Find and copy the lines in the records beneath this task that contain the word "power".

Segment Start: Source data

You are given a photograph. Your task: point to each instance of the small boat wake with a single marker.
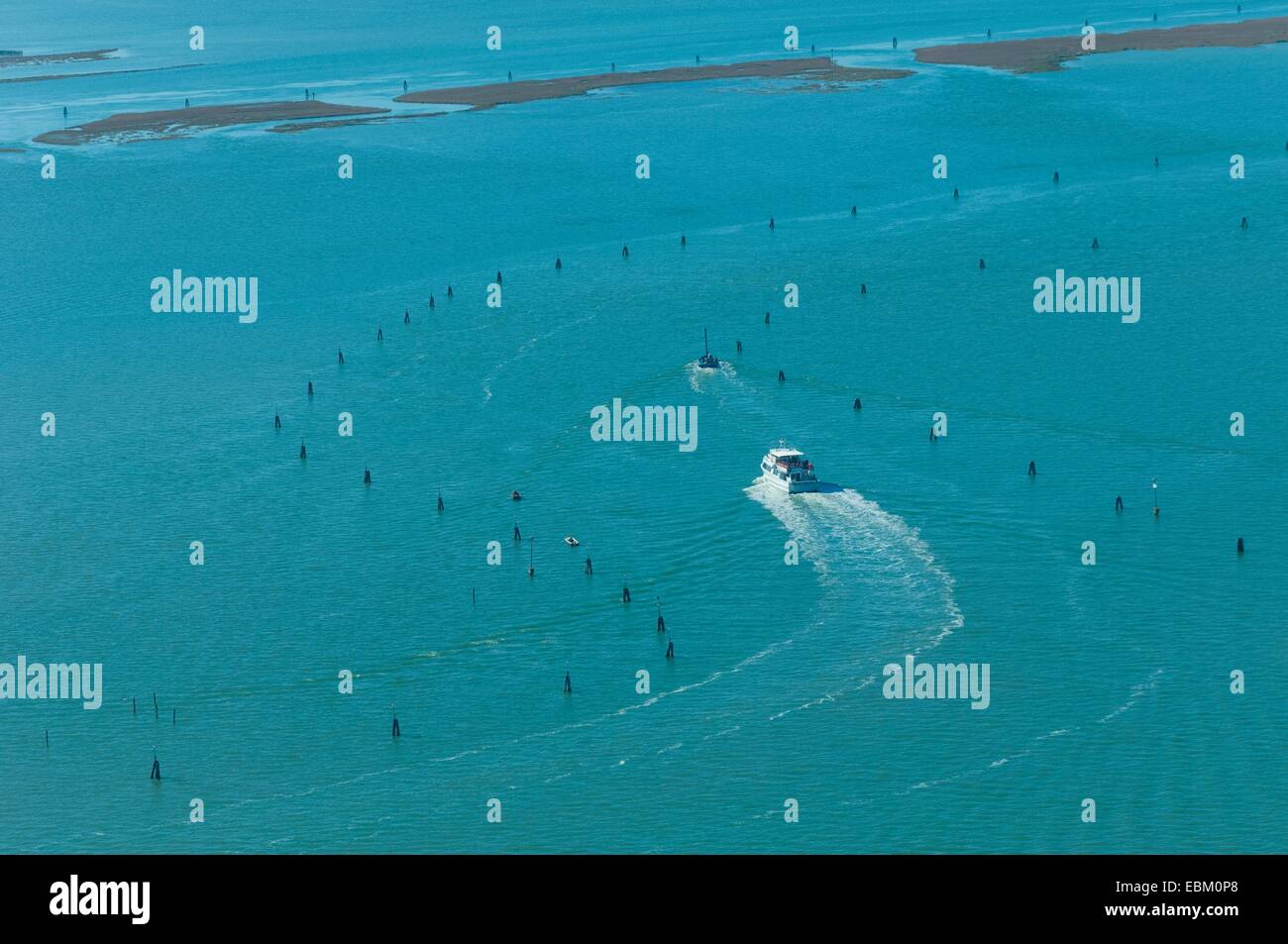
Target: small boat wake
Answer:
(699, 376)
(874, 567)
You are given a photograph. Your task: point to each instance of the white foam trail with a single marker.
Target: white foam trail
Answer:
(841, 533)
(699, 374)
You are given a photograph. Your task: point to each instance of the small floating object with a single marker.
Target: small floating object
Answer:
(708, 361)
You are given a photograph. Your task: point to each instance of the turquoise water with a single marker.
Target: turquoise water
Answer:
(1109, 682)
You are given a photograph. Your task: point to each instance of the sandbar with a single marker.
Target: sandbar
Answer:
(815, 69)
(1050, 52)
(178, 123)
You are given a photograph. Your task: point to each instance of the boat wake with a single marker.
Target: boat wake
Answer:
(871, 563)
(699, 376)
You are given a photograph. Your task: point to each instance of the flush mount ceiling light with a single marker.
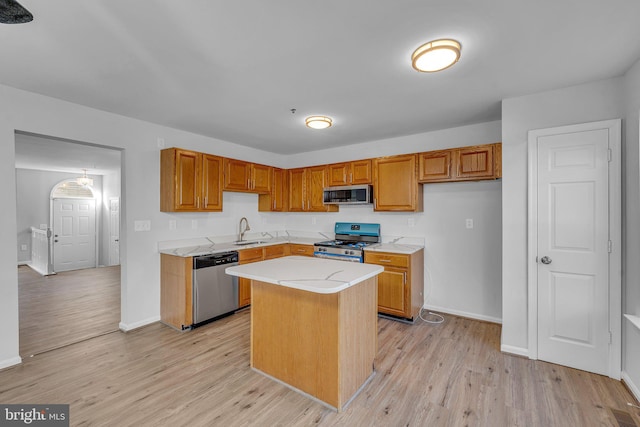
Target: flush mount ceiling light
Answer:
(318, 122)
(84, 180)
(11, 12)
(436, 55)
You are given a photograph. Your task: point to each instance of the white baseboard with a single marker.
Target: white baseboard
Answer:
(631, 385)
(463, 314)
(126, 327)
(10, 362)
(518, 351)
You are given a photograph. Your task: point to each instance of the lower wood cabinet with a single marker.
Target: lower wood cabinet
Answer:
(176, 303)
(401, 284)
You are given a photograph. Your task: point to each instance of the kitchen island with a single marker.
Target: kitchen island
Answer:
(314, 324)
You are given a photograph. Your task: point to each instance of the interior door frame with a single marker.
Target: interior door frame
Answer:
(615, 235)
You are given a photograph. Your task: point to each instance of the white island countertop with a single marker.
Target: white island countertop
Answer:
(319, 275)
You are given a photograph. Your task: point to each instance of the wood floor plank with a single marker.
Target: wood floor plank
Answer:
(65, 308)
(449, 374)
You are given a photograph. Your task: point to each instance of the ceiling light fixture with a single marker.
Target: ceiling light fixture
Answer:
(11, 12)
(84, 180)
(436, 55)
(318, 122)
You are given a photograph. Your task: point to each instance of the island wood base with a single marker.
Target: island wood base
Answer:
(321, 344)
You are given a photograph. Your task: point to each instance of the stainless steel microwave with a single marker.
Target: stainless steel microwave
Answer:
(348, 195)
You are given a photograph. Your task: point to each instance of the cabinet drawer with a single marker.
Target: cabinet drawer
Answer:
(250, 255)
(305, 250)
(275, 251)
(385, 258)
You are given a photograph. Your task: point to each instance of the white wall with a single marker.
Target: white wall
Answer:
(631, 232)
(578, 104)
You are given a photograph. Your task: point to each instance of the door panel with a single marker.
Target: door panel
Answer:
(74, 227)
(573, 235)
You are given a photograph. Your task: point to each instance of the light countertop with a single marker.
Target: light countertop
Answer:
(318, 275)
(214, 248)
(398, 248)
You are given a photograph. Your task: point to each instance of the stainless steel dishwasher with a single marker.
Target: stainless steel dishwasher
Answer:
(215, 294)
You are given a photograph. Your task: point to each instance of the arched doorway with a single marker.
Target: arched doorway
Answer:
(73, 217)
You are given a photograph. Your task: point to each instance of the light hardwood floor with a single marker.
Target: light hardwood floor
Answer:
(451, 374)
(66, 307)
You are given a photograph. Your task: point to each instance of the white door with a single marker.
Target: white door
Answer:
(114, 231)
(573, 248)
(74, 234)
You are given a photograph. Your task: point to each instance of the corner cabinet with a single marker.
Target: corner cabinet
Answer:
(395, 184)
(246, 177)
(474, 163)
(306, 187)
(401, 284)
(190, 181)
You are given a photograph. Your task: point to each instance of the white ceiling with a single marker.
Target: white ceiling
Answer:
(233, 70)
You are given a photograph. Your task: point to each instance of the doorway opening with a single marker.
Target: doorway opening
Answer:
(83, 299)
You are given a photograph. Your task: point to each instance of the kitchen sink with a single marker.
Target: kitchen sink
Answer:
(248, 242)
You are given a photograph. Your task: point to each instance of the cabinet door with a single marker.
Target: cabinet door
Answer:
(296, 190)
(211, 183)
(261, 178)
(338, 174)
(187, 184)
(276, 200)
(237, 175)
(316, 181)
(361, 172)
(395, 184)
(474, 162)
(434, 166)
(391, 291)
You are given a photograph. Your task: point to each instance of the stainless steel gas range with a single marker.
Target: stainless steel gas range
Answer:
(350, 240)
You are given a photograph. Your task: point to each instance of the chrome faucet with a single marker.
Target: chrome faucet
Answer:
(247, 228)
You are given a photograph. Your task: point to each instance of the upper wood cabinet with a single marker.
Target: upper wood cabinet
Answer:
(306, 186)
(190, 181)
(349, 173)
(395, 184)
(434, 166)
(246, 177)
(276, 200)
(461, 164)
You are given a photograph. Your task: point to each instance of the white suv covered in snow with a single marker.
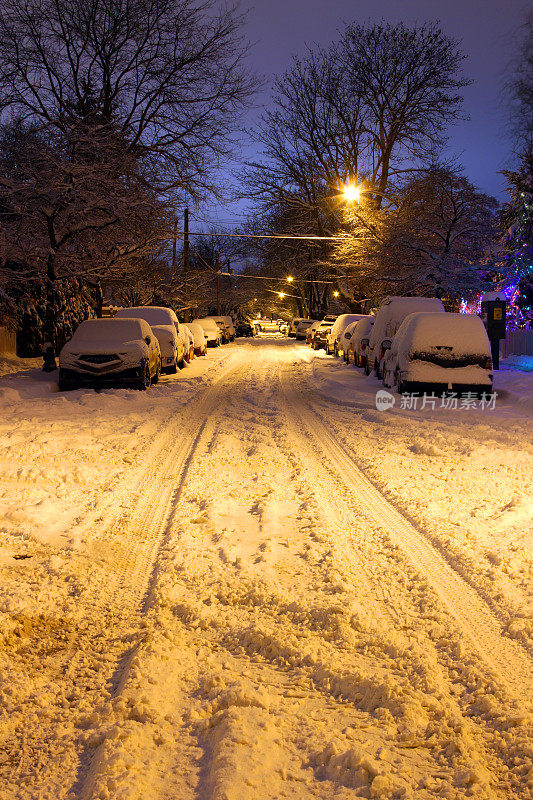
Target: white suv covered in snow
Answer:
(212, 331)
(388, 319)
(110, 351)
(163, 321)
(335, 341)
(439, 353)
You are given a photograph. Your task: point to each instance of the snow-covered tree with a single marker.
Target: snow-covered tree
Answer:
(518, 222)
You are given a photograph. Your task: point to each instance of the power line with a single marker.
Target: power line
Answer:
(311, 238)
(267, 278)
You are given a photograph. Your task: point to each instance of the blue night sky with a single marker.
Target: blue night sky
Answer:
(487, 29)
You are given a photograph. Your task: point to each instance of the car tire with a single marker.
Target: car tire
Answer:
(63, 385)
(145, 380)
(400, 386)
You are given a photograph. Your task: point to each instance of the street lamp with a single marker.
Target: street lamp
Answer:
(351, 193)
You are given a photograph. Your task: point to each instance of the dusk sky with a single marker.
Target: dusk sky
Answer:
(487, 29)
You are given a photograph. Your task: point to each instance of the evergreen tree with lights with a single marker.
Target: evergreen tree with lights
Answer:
(518, 220)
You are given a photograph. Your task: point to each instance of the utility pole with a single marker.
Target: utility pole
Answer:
(186, 240)
(174, 245)
(217, 261)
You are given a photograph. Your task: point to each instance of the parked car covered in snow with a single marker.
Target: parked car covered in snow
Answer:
(302, 328)
(310, 331)
(440, 352)
(214, 334)
(320, 334)
(231, 328)
(107, 351)
(244, 329)
(355, 352)
(163, 322)
(199, 338)
(388, 319)
(226, 326)
(294, 324)
(335, 340)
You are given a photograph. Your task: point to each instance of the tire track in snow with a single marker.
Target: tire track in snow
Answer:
(510, 663)
(147, 530)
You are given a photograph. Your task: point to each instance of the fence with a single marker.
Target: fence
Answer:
(517, 343)
(8, 341)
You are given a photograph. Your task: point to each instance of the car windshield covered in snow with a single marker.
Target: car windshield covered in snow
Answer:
(154, 315)
(102, 332)
(445, 339)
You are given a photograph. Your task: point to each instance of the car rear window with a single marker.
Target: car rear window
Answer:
(153, 316)
(108, 331)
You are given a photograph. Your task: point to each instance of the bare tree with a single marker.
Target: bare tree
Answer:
(166, 74)
(124, 106)
(436, 239)
(369, 108)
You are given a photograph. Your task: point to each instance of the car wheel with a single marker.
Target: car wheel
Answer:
(62, 383)
(145, 381)
(399, 383)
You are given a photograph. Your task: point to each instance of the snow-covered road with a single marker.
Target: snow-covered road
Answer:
(249, 584)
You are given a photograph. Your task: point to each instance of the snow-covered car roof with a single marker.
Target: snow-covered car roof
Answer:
(207, 322)
(464, 333)
(390, 315)
(342, 322)
(154, 315)
(363, 326)
(197, 332)
(110, 331)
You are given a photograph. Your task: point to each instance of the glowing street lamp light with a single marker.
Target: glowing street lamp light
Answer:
(351, 193)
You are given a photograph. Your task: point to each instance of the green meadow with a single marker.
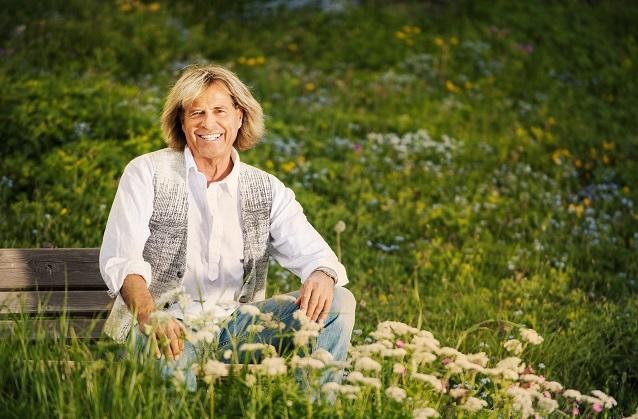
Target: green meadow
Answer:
(483, 156)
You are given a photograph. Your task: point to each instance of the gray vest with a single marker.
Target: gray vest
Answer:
(165, 249)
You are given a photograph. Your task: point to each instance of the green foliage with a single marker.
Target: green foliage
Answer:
(483, 156)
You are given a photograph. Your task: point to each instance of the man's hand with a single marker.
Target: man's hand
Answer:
(315, 296)
(167, 339)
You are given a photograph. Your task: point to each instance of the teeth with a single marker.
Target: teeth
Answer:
(211, 137)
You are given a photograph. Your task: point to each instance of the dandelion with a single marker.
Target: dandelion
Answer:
(357, 377)
(395, 393)
(425, 412)
(273, 366)
(530, 335)
(215, 369)
(429, 379)
(249, 309)
(367, 364)
(307, 362)
(514, 346)
(473, 404)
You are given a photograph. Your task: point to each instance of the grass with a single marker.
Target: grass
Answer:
(482, 157)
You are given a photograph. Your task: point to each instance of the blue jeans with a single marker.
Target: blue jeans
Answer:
(334, 337)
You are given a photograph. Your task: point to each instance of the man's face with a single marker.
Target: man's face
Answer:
(211, 123)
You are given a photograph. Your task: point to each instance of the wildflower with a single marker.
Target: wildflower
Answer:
(396, 393)
(249, 309)
(398, 369)
(302, 337)
(514, 346)
(458, 392)
(250, 380)
(429, 379)
(530, 335)
(572, 394)
(425, 412)
(367, 364)
(608, 401)
(273, 366)
(357, 377)
(473, 404)
(340, 227)
(306, 362)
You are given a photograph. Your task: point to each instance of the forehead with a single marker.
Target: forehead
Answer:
(215, 94)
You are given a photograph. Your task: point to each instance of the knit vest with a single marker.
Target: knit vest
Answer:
(165, 249)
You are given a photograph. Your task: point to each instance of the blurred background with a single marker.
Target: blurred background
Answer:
(483, 155)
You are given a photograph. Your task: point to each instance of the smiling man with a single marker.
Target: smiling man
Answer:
(193, 216)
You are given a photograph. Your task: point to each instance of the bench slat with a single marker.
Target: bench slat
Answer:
(54, 302)
(50, 269)
(83, 328)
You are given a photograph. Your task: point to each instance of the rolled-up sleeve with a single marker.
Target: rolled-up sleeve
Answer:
(127, 227)
(295, 244)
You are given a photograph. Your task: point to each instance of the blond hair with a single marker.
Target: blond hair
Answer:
(192, 83)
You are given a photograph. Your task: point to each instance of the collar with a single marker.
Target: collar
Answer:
(229, 183)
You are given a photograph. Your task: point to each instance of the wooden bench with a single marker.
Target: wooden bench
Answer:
(46, 284)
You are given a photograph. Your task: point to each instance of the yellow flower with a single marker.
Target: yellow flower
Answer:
(451, 86)
(576, 209)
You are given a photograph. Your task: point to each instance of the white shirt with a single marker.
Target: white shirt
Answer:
(215, 243)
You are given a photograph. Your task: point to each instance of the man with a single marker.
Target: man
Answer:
(193, 216)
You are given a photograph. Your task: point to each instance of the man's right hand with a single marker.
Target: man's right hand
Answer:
(167, 338)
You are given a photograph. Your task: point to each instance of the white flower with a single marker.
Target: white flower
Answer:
(458, 392)
(425, 412)
(608, 401)
(572, 394)
(214, 369)
(357, 377)
(273, 366)
(530, 335)
(249, 309)
(398, 369)
(306, 362)
(473, 404)
(366, 364)
(514, 346)
(429, 379)
(250, 380)
(396, 393)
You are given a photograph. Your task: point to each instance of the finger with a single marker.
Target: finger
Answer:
(312, 304)
(318, 310)
(174, 344)
(305, 298)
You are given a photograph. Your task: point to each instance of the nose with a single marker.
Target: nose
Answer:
(209, 121)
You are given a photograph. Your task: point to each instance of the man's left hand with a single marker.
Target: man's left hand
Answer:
(315, 296)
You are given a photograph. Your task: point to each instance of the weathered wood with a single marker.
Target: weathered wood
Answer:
(82, 328)
(50, 269)
(73, 302)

Segment End: Source data

Response to the exercise >>
You are given a photograph. Your task: point to each instance of the power line with a single marker.
Target: power line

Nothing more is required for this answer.